EXTRACT:
Content starts
Friday, June 22, 2012
People starving, babies getting needles and summer interns serving
It has been a great week with our 2012 summer interns. They are smart, hard working, funny and willing to do anything. They visited a dozen families in the Project Canaan community to find out what the real needs are in the community homesteads. They collected garbage and recycling from all the buildings on the farm (THANK YOU REECE!!!). They worked at the Baby Home and Farm Managers Building. They gave away new TOMS Shoes up at El Shaddai and best of all, they brought us all joy and made us laugh.
The community visits to our new “neighbors” were tough. Every homestead that we visited seemed empty. Death has wiped out the very life and vibrancy that once filled those homes and the hearts of the people who have been left behind. Visit after visit we found one person, often an old grandmother, left caring for the children as the only income earner had gone off to work at Project Canaan. That income earner was trying to provide for six to twelve dependents, which was clearly an impossible task. Traditionally, Swazi families farm the land around them and provide much/most of the family food from their own farm and garden. The family used to be subsidized by income earned outside the home, which was used for school fees and other family needs. With the drought of recent years very few families are able to grow any food and their cupboards (or plastic buckets on the mud floor where they would store their harvest) are literally bare. There is no food. Several women told us (with embarrassment and a sense of shame) that the only food their children ate was at school from Monday to Friday. There is nothing in the morning to give them for breakfast before they leave and nothing when they get home at night. Weekends are a difficult time for the family as they sit around a fire with nothing to cook. The people around us at Project Canaan are starving AND yet they are some of the “lucky ones” because they are employed. A single income from farm work is far from what these families need to survive.
The unemployment rate in the Kingdom of Swaziland is estimated to be upwards of 70%. ONE of the many challenges we saw with our neighbors is that there are so few adults left and so many children that it is really impossible to provide for all the hungry mouths, even if every available adult was able to find employment. One family we visited only had four people living there, but in housing that once accommodated 30+ people. The woman’s husband had died. One of the sons told us that his mother had lost a lot of weight (a typical sign of HIV/AIDS), but we were assured it was because she had a common cold. The homestead was void of people, void of food and we saw very little hope for the future. But they were very happy that we had visited.
Next week we will visit these twelve homes again, this time with our volunteer teams bringing warm clothes (it is very cold here as it is winter in the southern hemisphere), new TOMS Shoes for the children and warm beanie hats for all to wear. But we can’t go without food. The would be like Marie Antoinette saying, “let them eat cake” when she was told that there was no bread for the people to eat. We will take life-giving, high protein “Manna Packs” from the wonderful people at Feed My Starving Children so that the children can get a healthy meal, a full belly and the knowledge that someone really does care about them.
I won’t lie to you though. The problem is overwhelming and can’t be solved quickly. This is an investment over time, and one that we need to stick with. But we can never underestimate the value of a visit.
Content ends
Stored dataset items:
Content starts
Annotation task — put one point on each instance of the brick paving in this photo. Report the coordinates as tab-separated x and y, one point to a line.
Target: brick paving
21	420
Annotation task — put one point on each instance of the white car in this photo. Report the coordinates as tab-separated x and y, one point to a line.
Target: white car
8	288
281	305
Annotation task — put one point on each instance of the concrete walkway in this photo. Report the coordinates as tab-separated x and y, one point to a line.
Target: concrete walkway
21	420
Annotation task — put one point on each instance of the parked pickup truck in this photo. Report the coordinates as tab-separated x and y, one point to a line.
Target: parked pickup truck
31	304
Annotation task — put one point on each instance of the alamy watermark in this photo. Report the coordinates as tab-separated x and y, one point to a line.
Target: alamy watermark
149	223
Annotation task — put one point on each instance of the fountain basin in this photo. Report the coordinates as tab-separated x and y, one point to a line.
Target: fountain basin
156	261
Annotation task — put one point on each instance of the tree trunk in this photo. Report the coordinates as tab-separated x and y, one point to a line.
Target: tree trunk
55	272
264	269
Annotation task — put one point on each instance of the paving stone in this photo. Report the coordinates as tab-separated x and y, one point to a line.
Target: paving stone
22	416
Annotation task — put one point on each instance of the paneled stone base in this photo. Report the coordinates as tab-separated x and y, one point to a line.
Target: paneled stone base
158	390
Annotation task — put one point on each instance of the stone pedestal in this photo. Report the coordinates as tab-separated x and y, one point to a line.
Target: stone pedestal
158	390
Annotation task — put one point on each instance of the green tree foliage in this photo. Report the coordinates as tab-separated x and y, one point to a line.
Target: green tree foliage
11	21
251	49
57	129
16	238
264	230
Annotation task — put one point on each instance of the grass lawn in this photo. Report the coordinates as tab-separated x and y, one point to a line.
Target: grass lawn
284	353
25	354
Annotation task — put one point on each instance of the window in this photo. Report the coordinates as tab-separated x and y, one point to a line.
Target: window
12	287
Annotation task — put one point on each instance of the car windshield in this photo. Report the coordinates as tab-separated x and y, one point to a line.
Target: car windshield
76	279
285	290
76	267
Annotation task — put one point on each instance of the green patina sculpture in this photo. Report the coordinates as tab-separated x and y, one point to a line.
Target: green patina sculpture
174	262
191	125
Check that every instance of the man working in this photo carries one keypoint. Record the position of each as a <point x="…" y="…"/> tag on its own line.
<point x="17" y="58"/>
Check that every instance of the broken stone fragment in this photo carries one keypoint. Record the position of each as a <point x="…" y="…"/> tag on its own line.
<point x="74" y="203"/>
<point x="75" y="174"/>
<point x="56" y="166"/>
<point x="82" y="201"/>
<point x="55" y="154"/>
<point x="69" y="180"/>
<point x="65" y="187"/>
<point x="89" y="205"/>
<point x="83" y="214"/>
Content ends
ABOUT THIS TASK: Say whether each statement agrees with the post about the summer interns, answering yes or no and quoting its deciding words: (a) The interns visited a dozen families in the Project Canaan community. (b) The unemployment rate in Swaziland is estimated to be upwards of 50%. (c) For next week's visits, the volunteer teams plan to bring "Manna Packs" from Feed My Starving Children.

OUTPUT OF THE EXERCISE:
(a) Yes: "They visited a dozen families in the Project Canaan community"
(b) No: "The unemployment rate in the Kingdom of Swaziland is estimated to be upwards of 70%."
(c) Yes: "We will take life-giving, high protein “Manna Packs” from the wonderful people at Feed My Starving Children"